§ PAGE EXTRACT:

╭──

Friday 11 July 2008

Inquisitive and spontaneous

Harper Regan, National Theatre (Cottesloe), London

Playwright: Simon Stephens


Harper Regan is a play packed full of unforgettable conversations, exceptional acting and brutal honesty. The writing is powerful but unpretentious, the acting real but not forced and the set symbolic, yet claustrophobically realistic. As a whole it is one the most emotive and alive productions I have seen in a long time, with Lesley Sharp setting the play alight in a blazing central performance.

Sharp’s is a type of acting rarely seen on stage; powerful and assured yet also subtle, restrained and impressively open-ended. She tackles the script with imagination and confidence, while still allowing her co-stars to take over in all the right places. The result is some wonderfully balanced scenes, which ebb and flow at a mesmerising pace. As a play it is not exceptional, but as a collection of vignettes it works splendidly; an independent film on stage almost, but one which has more dramatic sense than some overtly theatrical pieces.

Marianne Eliott brings her customary flair and sensitivity to the production with firm direction that pulls the play together, while allowing it to find its own rhythm. Every scene is given equal weight and each is driven by the quirky characters rather than the plot. The story is simple and almost superfluous: after discovering her father is about to die, Regan leaves job, home, responsibility, and sets out to say goodbye. The beauty of this piece is that excepting a devastating confrontation between Harper and her mother, the majority of scenes are deliberately random, touching on common themes but rarely looking directly at Harper’s grief or the trouble at home she is trying to escape.

Most scenes feel like mini-plays in their own right and it makes one wonder why so few plays include genuinely random chat. Freed from back-story, expectation or routine, conversations between strangers reap surprising rewards. It helps that Stephens has created an ideal central character in Harper Regan – a woman so inquisitive and spontaneous, that those she meets give themselves away without realising it. A fine example of this is the charming scenes between Harper and local teenager Tobias Rich (a mature and vulnerable performance from Troy Glasgow), with their unlikely connection revealing a wealth of hidden gems about each of them. The quiet tenderness between Harper and this defensive young boy is striking, and their meandering, light conversations gradually take on a surprising gravitas.

╰──

§ THE DATA:
╭──

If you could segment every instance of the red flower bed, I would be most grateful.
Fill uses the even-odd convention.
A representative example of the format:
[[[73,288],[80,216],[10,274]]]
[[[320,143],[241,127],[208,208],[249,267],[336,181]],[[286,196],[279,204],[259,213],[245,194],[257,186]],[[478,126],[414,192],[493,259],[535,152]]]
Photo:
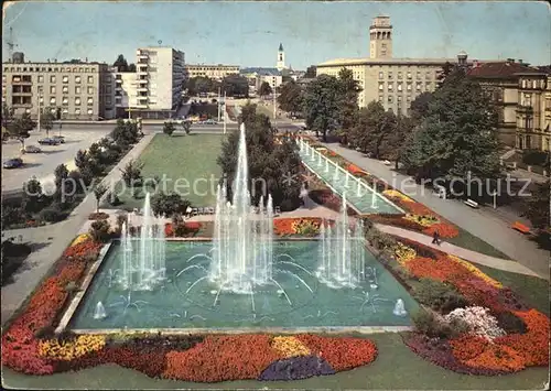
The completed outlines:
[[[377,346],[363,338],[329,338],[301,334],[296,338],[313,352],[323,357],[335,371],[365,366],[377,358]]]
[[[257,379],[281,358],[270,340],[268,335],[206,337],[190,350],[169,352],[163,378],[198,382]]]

╰──
╭──

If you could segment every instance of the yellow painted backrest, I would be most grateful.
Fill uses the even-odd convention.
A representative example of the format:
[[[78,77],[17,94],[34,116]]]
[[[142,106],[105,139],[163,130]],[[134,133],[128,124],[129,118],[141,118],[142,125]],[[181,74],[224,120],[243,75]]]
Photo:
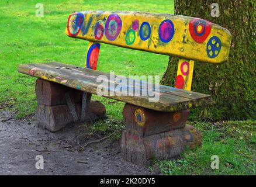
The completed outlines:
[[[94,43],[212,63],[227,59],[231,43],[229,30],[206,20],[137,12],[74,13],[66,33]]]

╰──

§ WHAT IS NEEDED: Please continue the Harper Regan review from where it stops.

§ WRITTEN ANSWER:
The best and most incisive scenes are the unexpected ones – those that contribute to the sense that this is life unfurling onstage, rather than a play taking its course. A great example comes after Regan’s hospital visit, when she meets a man she has found on the internet. Although Regan and cyber-date James Fortune (a splendid cameo from Brian Capron) are supposedly meeting for a quick shag, their shady hotel liaison contains great depth. There is a tremendous moment near the scene’s close when the two dance slowly across the stage together, silent but for the sound of Capron’s gentle, wistful singing. It is an unspeakably lonely image, as we watch two people struggle to escape the lives they’ve made themselves.

There are a lot of similarly effective moments, which build up gradually and suddenly, unexpectedly reach an extraordinary emotional pitch. This is a play of parts, rather than one booming message, and though Stephens continually returns to the loneliness and moral ambiguity of modern life, his characters always come first. He also has the ability to hold something back so that although Harper is permanently onstage, we haven’t come close to figuring her out by the play’s close. It is a rare playwright who creates characters who live beyond the play, and a rarer actress still who has the guts, sensitivity and humility to allow the space for this to happen. A truly absorbing, fiery and memorable production.